◆ Aim of the task: Transcribe every one of the rows below, reproducing each line word for word.

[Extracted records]
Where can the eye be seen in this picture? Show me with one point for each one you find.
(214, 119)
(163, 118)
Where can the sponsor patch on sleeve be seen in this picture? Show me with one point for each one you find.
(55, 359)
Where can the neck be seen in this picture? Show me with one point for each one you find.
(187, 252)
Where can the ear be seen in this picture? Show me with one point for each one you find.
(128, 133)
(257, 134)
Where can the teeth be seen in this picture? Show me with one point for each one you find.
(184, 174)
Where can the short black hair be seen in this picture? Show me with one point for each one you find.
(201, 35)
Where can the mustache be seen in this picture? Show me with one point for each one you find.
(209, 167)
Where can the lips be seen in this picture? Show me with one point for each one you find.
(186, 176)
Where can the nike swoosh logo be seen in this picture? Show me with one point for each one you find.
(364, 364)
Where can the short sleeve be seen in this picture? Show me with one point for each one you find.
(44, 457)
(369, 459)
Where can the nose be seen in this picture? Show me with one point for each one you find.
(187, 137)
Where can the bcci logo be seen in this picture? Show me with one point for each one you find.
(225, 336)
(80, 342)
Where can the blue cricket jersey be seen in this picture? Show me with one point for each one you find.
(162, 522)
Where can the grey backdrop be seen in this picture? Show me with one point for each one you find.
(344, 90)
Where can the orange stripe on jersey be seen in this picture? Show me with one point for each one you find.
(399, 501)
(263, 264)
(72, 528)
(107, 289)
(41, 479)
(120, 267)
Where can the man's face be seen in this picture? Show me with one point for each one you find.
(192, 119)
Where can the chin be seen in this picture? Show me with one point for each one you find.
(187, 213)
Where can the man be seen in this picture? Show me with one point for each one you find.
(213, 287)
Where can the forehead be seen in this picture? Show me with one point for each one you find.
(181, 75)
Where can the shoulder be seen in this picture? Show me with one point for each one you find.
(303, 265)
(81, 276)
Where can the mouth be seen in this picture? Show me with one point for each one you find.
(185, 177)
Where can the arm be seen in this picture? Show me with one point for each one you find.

◆ Answer to the exercise:
Where can the eye be seen in this picture? Show me with one point for each one you find.
(214, 119)
(163, 118)
Where can the sponsor patch on sleeve be seen in this picture? Show me with one point for each one you find.
(55, 359)
Where can the neck be seen in this picture? Show me with one point for each one you find.
(187, 252)
Where can the ear be seen in this picture? Show me with one point for each one you find.
(128, 133)
(257, 134)
Where can the teeth be seen in this picture? Show me with one point for each one you find.
(184, 174)
Where can the short black hair be seen in this picture? Show me with one point for each one you find.
(201, 35)
Where can the mustache be seen in this picture? Show me with one point for each one you find.
(209, 167)
Where can the lips be seen in this picture? Show me with one point for each one you find.
(186, 176)
Where can the nike swoosh logo be seen in this picture? Show me with one point for each one you find.
(364, 364)
Where can the short sleeve be seen in this picture? Show me with one point for each one you find.
(44, 457)
(369, 459)
Where can the nose be seen in this picture? Show me with one point for each one you find.
(187, 137)
Where can the bcci logo be seen in this picture? Show me with one point for each one you find.
(225, 336)
(80, 342)
Where can the blue cricket jersey be seen in this picture? Show me with one point for each one you find.
(162, 522)
Where can the grey backdrop be seen in this picture? Show me with one point for each one you find.
(344, 90)
Where can the orange stripe on jersey be seen in this picture? Show me with one point for each one you find.
(399, 501)
(263, 264)
(72, 528)
(107, 289)
(41, 479)
(120, 267)
Where can the man's face be seen in this picture? Show me with one point for each one you find.
(192, 119)
Where can the chin be seen in this picture? Show me with one point for each one you find.
(187, 213)
Where can the man be seen in this picture? Show me with one point for each one you find.
(213, 287)
Where can the forehead be seen in this picture? Show me with one point for each one you find.
(181, 75)
Where can the shoulder be seen in this picture? Show me with one point for each one you find.
(303, 265)
(81, 276)
Where can the mouth be seen in this picture? Show me with one point for each one you find.
(185, 177)
Where can the arm be seen in this picture? Show me with one point for each one you find.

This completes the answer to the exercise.